▶ [Material for this task]

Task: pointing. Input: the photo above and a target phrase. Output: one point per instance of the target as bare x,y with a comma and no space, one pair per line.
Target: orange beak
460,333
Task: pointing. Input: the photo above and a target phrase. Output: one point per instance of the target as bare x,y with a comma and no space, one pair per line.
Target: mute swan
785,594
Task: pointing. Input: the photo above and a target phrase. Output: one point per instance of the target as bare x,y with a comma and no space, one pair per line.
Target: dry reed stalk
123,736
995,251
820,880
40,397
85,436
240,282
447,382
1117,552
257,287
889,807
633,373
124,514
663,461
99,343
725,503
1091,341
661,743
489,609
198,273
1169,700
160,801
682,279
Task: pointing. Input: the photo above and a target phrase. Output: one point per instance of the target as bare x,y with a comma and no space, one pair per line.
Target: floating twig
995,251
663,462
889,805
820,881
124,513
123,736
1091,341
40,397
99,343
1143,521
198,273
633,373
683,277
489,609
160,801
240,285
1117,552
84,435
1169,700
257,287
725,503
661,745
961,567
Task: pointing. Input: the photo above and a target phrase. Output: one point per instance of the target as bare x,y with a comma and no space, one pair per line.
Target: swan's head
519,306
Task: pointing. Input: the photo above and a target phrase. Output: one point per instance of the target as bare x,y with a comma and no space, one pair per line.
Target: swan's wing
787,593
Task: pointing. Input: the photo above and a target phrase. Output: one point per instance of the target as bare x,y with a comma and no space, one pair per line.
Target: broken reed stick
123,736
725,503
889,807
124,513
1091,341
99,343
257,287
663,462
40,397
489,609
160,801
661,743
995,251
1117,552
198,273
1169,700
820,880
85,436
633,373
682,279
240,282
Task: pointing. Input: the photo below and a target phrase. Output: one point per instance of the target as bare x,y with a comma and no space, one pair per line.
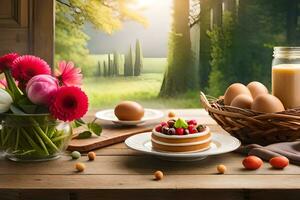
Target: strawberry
179,131
164,124
158,128
191,127
192,122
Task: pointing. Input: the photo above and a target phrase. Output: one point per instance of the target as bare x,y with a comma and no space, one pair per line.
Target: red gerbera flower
26,67
7,60
68,74
3,84
69,103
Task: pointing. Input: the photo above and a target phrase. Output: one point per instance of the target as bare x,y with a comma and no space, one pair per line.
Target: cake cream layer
182,140
194,135
177,143
191,148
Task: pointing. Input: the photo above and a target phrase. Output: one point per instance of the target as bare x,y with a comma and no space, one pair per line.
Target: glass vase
36,137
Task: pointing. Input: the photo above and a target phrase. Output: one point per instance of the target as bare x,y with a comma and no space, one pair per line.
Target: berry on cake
181,136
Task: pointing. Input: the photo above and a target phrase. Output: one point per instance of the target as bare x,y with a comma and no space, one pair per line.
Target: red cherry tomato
252,162
279,162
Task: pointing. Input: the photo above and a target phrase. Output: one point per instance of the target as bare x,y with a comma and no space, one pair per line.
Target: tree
221,58
99,69
104,15
181,74
105,71
110,67
128,66
138,65
117,63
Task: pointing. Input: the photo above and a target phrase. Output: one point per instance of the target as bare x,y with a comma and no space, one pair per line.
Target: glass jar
36,137
286,76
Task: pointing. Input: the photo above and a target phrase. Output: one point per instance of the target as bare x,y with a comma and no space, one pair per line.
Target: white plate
109,115
221,143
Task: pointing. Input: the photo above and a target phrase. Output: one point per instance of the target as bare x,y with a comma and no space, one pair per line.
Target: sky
154,38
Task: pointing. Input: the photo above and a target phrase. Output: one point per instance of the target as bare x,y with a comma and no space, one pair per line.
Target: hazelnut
91,155
80,167
221,169
158,175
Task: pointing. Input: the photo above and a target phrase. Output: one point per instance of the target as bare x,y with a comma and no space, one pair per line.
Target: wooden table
119,173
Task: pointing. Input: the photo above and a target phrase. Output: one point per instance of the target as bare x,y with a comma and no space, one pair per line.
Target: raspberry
179,131
192,122
191,127
158,128
164,124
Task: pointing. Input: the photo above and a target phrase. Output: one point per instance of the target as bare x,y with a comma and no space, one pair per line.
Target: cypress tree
128,67
138,65
105,71
99,69
117,63
181,74
110,68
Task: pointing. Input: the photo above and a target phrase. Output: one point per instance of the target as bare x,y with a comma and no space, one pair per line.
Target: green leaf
16,110
181,123
95,128
84,135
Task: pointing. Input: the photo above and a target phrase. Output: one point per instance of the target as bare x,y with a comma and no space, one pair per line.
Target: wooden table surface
120,173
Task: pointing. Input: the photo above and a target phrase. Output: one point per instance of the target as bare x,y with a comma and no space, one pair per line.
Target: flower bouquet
38,109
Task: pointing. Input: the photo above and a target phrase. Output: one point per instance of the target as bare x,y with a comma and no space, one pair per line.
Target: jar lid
286,52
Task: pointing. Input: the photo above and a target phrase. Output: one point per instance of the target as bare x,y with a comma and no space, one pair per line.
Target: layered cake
181,136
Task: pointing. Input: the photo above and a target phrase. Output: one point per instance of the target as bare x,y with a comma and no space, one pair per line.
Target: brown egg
257,88
129,111
233,91
242,101
267,103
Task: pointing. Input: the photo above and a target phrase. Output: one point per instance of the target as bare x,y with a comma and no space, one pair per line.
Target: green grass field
151,65
107,92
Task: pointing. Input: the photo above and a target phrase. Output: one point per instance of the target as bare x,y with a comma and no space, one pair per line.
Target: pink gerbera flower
7,60
69,103
3,84
68,74
26,67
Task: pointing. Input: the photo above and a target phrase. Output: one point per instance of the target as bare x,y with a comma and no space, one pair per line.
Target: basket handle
204,101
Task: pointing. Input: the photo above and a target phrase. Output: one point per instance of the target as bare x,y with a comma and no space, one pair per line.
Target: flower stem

▶ [The task]
Return each line from the rows above that contains the string "flower", copied in full and in its original order.

▶ [Result]
Target: red gerbera flower
Target: flower bouquet
Target: pink gerbera flower
Target: flower stem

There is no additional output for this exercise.